Несмотря на то,
что этим голосованием нынешнее парламентское большинство погасило давнюю
задолженность, которая обязывала молдавского законодателя претворить в жизнь
Решение Конституционного суда (КС) от 2013 года о преобладании текста
Декларации о независимости, в котором показано, что официальным языком
Республики Молдова является румынский, над Конституцией, впоследствии принятой
со спорной 13-й статьей о молдавском языке, реакция
коммунистическо-социалистической оппозиции была яростно неодобрительной. Дошло
даже до споров и потасовок в полном разгаре парламентского заседания.
Источник противоречий восходит к 1812
году
Прорвавшиеся наружу эмоции молдавских депутатов отражают существующее в
обществе положение дел с этнокультурной идентичностью румын-молдаван на
территории к Востоку от Прута. Первоисточник разногласий восходит ещё к
Бухарестскому мирному договору 1812 года, по которому часть Княжества Молдовы,
расположенная восточнее Прута, силой оружия была присоединена к империи царской
России. С того момента и началась драма населения Бессарабии, которое в
захватнических интересах российского царизма было отделено от пространства
румынской идентичности в полном процессе утверждения в формуле современной
исторической эпохи. На реке Прут опустили железный занавес, а Бессарабия
превратилась в этнокультурную резервацию, отделенную от румынского мира. Для
оправдания похищения Бессарабии, российскому империализму нужно было
преобразовать бессарабских молдаван, сделать так, чтобы бессарабские молдаване
отличались от румынских молдаван.
Еще более резко эта политика национального обособления населения Восточной
Молдовы от их единокровных родственников за Прутом была усилена во времена
СССР. Советы с особым упорством задействовали создание молдавской идентичности,
противостоявшей румынской идентичности на правом берегу Прута. Для достижения
цели отчуждения идентичности приднестровских румын, а после 1940 года и
бессарабских румын, была предпринята жесточайшая политика угнетения (физическая
ликвидация и/или депортация интеллектуальной элиты или тех, кто публично называл
себя „румынами”) в сочетании с тоталитарными пропагандистскими мерами, которые
все вместе взятые частично привели к отделению „молдавской” идентичности от
базовой этнической идентичности — румынской. Так был достигнут эффект политики
манкуртизации значительной части румынского населения к востоку от Прута,
последствия которой ощущаются и сегодня.
Расчёт Москвы привлечь Румынию через
румынский язык
О спекулятивном характере концепции антирумынского молдовенизма, изобретённой в
пропагандистских лабораториях империалистической Москвы, свидетельствует
временный отказ советской власти от „молдовенизма” в период 1932-1938 годов,
когда в МАССР на левом берегу Днестра проводилась политика латинизации языка
молдаван. В тот период идея распространения коммунизма во всей Румынии стала
приоритетной для империализма советской Москвы, что определило временный отвод
на второй план востребования Бессарабии как бывшей российской территории. Но
как только перспектива установления коммунизма в Румынии межвоенного периода
померкла, Советы с повышенной жестокостью вернулись к насаждению в сознании
людей ценностей антирумынского молдовенизма.

ПИСЬМЕННОЕ ЗАДАНИЕ = Пожалуйста, верните дословно часть отрывка о молдавской идентичности, которая начинается со слов «Еще более резко» и заканчивается словами «ощущаются и сегодня.». Этот материал никак не связан с отрывком.

ВЫДЕРЖКА ИЗ ДАННЫХ =
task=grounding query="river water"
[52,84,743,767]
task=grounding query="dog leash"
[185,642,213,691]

ПИСЬМЕННЫЙ ОТВЕТ =
Еще более резко эта политика национального обособления населения Восточной
Молдовы от их единокровных родственников за Прутом была усилена во времена
СССР. Советы с особым упорством задействовали создание молдавской идентичности,
противостоявшей румынской идентичности на правом берегу Прута. Для достижения
цели отчуждения идентичности приднестровских румын, а после 1940 года и
бессарабских румын, была предпринята жесточайшая политика угнетения (физическая
ликвидация и/или депортация интеллектуальной элиты или тех, кто публично называл
себя „румынами”) в сочетании с тоталитарными пропагандистскими мерами, которые
все вместе взятые частично привели к отделению „молдавской” идентичности от
базовой этнической идентичности — румынской. Так был достигнут эффект политики
манкуртизации значительной части румынского населения к востоку от Прута,
последствия которой ощущаются и сегодня.